• **Exercise requirements**:
Your answer should repeat the entries in full, exactly as given, with no pictures.

(Collected data entries)
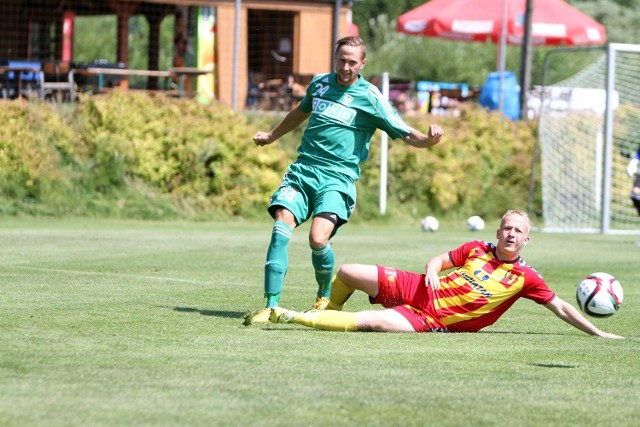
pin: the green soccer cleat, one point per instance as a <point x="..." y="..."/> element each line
<point x="258" y="316"/>
<point x="280" y="315"/>
<point x="319" y="305"/>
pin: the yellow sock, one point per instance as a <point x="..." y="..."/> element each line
<point x="342" y="321"/>
<point x="340" y="293"/>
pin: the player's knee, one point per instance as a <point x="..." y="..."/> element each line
<point x="347" y="273"/>
<point x="318" y="240"/>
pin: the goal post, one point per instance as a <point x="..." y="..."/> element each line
<point x="589" y="126"/>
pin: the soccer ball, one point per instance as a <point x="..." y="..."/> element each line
<point x="475" y="223"/>
<point x="599" y="295"/>
<point x="430" y="223"/>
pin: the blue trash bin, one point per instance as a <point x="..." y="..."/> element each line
<point x="489" y="95"/>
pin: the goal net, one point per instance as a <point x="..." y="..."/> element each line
<point x="589" y="128"/>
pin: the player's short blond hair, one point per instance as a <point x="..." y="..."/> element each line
<point x="352" y="41"/>
<point x="523" y="214"/>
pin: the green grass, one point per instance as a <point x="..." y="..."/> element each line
<point x="140" y="323"/>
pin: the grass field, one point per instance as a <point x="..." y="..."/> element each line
<point x="132" y="323"/>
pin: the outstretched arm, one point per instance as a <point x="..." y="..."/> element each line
<point x="569" y="314"/>
<point x="420" y="140"/>
<point x="435" y="266"/>
<point x="292" y="120"/>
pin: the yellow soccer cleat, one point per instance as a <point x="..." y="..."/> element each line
<point x="258" y="316"/>
<point x="280" y="315"/>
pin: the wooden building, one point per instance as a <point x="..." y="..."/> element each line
<point x="277" y="38"/>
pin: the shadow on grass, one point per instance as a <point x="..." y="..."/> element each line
<point x="216" y="313"/>
<point x="554" y="365"/>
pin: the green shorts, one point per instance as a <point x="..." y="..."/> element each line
<point x="307" y="191"/>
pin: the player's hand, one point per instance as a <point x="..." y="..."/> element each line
<point x="432" y="280"/>
<point x="632" y="168"/>
<point x="435" y="133"/>
<point x="262" y="138"/>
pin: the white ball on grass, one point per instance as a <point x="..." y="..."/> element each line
<point x="430" y="223"/>
<point x="475" y="223"/>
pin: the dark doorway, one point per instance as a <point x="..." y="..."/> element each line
<point x="271" y="43"/>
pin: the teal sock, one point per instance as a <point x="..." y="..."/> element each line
<point x="323" y="260"/>
<point x="277" y="263"/>
<point x="272" y="300"/>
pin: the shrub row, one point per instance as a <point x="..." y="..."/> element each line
<point x="142" y="156"/>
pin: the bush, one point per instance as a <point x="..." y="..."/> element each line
<point x="143" y="156"/>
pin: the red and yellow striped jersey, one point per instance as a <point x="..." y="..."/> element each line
<point x="482" y="288"/>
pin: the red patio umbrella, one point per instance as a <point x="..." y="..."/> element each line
<point x="554" y="22"/>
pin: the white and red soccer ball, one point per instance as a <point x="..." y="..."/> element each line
<point x="430" y="223"/>
<point x="599" y="295"/>
<point x="475" y="223"/>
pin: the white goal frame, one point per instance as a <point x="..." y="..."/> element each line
<point x="584" y="185"/>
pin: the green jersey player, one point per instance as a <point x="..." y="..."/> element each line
<point x="344" y="110"/>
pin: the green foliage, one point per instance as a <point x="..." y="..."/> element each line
<point x="481" y="166"/>
<point x="130" y="154"/>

• **Exercise answer**:
pin: the green soccer cleat, one point per instance as a <point x="..." y="..."/> element each line
<point x="258" y="316"/>
<point x="280" y="315"/>
<point x="319" y="305"/>
pin: the yellow sock, one point per instance as a <point x="..." y="..."/> element each line
<point x="342" y="321"/>
<point x="340" y="293"/>
pin: the player's knee, one point per instance as a <point x="..." y="..."/> element each line
<point x="347" y="273"/>
<point x="318" y="240"/>
pin: the goal post, one point per instance as a <point x="..." y="..."/> element each line
<point x="589" y="126"/>
pin: the soccer ball, one point per instance as a <point x="..." y="..."/> element each line
<point x="475" y="223"/>
<point x="599" y="295"/>
<point x="430" y="223"/>
pin: the blue trash bin, one point per instance as a <point x="..." y="..."/> element each line
<point x="489" y="95"/>
pin: the goal net, one point per instance as a <point x="..." y="..."/> element each line
<point x="589" y="128"/>
pin: the player's short blond hair, one point per instance as a <point x="..." y="..."/> element each line
<point x="352" y="41"/>
<point x="523" y="214"/>
pin: the green grass, one point per instance as a <point x="..." y="..."/> element each line
<point x="140" y="323"/>
pin: the grass field, one point per instance as a <point x="..." y="..."/> element each line
<point x="132" y="323"/>
pin: the outstretched arm, one point per instance as a <point x="..." y="..."/> element each line
<point x="569" y="314"/>
<point x="420" y="140"/>
<point x="435" y="266"/>
<point x="292" y="120"/>
pin: the yellow soccer cleat, one point per instance as a <point x="..." y="..."/> element each line
<point x="258" y="316"/>
<point x="280" y="315"/>
pin: the wooden building, one point per instance as a <point x="..." y="..."/> element each line
<point x="277" y="38"/>
pin: the shadow on grass, one point per instance as a <point x="..." y="..."/> element each line
<point x="216" y="313"/>
<point x="554" y="365"/>
pin: the green shorts, one point per instance as a <point x="..." y="..."/> element each line
<point x="307" y="191"/>
pin: the player's hand, one point per instance as a <point x="..." y="..."/> element each line
<point x="432" y="280"/>
<point x="632" y="168"/>
<point x="435" y="133"/>
<point x="262" y="138"/>
pin: the white ball on grass, one point per instance as a <point x="..." y="..."/> element each line
<point x="430" y="223"/>
<point x="475" y="223"/>
pin: the dark doorway, one point per instance as a <point x="..." y="..."/> element each line
<point x="271" y="43"/>
pin: the teal sock, one point per instance as a <point x="..." y="..."/> element each line
<point x="323" y="260"/>
<point x="277" y="263"/>
<point x="272" y="300"/>
pin: the shrub row, one point per instance as a <point x="..." y="..."/> element each line
<point x="142" y="156"/>
pin: the bush, one point per instance as a <point x="..." y="..."/> element each line
<point x="143" y="156"/>
pin: the red and yellow striped jersey, one point per instance as a <point x="..." y="..."/> element each line
<point x="482" y="288"/>
pin: the red patio umbrella, one point per instance as a <point x="..." y="..."/> element each line
<point x="554" y="22"/>
pin: the white and red soccer ball, one point per instance as a <point x="..." y="..."/> element each line
<point x="430" y="223"/>
<point x="599" y="295"/>
<point x="475" y="223"/>
pin: the white goal frame, one point per instance as a <point x="..." y="..."/> element each line
<point x="584" y="185"/>
pin: the green jersey player, one point per instance as a <point x="..." y="..."/> element each line
<point x="344" y="110"/>
pin: the green foliage, one point per instance as a <point x="..." y="..."/> element each line
<point x="481" y="166"/>
<point x="130" y="154"/>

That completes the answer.